■ Text section ■
_ _ _ _ _

Troubleshooting intermittent PC problems

How to troubleshoot an intermittent PC problem. We’ve got an aging P2-233 at work that likes to bluescreen a lot under NT4–usually once every day or two. No one who looked at it was able to track it down. The first thing I noticed was that it still had the factory installation of NT, from about three years ago. Factory installations are bad news. The first thing you should do with any PC is install a fresh copy of Windows. If all you have are CAB files and no CD, don’t format the drive–just boot to DOS, go into that directory, run Setup, and install to a new directory other than C:Windows. With NT, it’s also possible to install from DOS though the syntax escapes me momentarily.

The first thing I suggested was to run RAM Stress Test, from www.ultra-x.com , over the course of a weekend to eliminate the possibility of bad memory. I followed that by formatting the drive FAT and running SpinRite. After six hours, SpinRite gave the disk a completely clean bill of health.

Knowing the memory and disk were good, I built up the system, installing NT, then installing SP5 128-bit, then installing IE 5.01SP1, then installing Diskeeper Lite, then installing Office 97 and Outlook 98 and WRQ Reflection, then running Windows Update to get all the critical updates and SP6a. I ran Diskeeper after each installation to keep the drive in pristine condition–I find I get better results that way than by installing everything and then running Diskeeper.

The system seemed pretty stable through all that. Then I went to configure networking and got a bluescreen. Cute. I rebooted and all was well and remained well for an hour or two.

How to see if the bluescreen was a fluke?

I devised the following batch file:

:loop
dir /w /s c:
goto loop

Who says command lines are useless and archaic? Definitely not me! I saved the file as stress.bat and ran 10 instances of it. Then I hit Ctrl-Alt-Del to bring up Task Manager. CPU usage was at 100%. Good.

The system bluescreened after a couple of hours.

How to track down the problem? Well, I knew the CD-ROM drive was bad. Can a bad CD-ROM cause massive system crashes? I’ve never heard of that, but I won’t write off anything. So I disconnected the CD-ROM drive. I’d already removed all unnecessary software from the equation, and I hadn’t installed any extraneous peripherals either. So with the CD-ROM drive eliminated, I ran 10 instances of the batch file again.

_ _ _ _ _

■ Data records ■
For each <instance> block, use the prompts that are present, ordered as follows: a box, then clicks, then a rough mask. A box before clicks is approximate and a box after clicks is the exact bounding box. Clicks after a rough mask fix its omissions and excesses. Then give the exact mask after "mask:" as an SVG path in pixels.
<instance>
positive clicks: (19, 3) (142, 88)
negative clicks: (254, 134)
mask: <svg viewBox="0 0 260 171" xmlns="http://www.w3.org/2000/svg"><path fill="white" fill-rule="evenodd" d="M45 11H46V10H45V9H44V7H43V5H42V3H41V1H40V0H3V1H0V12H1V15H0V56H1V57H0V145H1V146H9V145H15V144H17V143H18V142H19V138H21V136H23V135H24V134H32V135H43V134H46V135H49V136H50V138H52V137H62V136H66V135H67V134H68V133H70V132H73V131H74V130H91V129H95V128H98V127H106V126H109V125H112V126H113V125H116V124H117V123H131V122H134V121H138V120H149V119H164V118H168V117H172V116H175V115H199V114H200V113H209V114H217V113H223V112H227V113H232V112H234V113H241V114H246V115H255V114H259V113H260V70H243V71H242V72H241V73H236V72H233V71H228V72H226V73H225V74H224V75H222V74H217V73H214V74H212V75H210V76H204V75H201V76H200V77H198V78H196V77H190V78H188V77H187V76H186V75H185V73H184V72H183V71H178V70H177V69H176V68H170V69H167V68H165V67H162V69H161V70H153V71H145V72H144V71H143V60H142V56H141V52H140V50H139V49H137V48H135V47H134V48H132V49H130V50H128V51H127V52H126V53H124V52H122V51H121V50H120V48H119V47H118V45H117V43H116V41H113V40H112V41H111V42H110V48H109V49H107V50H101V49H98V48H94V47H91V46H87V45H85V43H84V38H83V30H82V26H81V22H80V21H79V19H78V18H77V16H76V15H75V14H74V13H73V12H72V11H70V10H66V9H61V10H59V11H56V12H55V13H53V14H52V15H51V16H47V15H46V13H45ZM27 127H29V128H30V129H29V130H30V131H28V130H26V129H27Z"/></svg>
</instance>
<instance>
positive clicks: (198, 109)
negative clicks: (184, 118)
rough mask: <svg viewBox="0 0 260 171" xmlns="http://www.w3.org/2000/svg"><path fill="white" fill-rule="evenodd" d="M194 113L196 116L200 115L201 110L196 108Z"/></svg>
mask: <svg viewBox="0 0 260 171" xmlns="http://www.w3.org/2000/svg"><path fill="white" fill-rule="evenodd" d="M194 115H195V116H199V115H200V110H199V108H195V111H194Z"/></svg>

_ _ _ _ _

In the text on troubleshooting intermittent PC problems, which piece of hardware was disconnected before the batch file was run again?

The CD-ROM drive.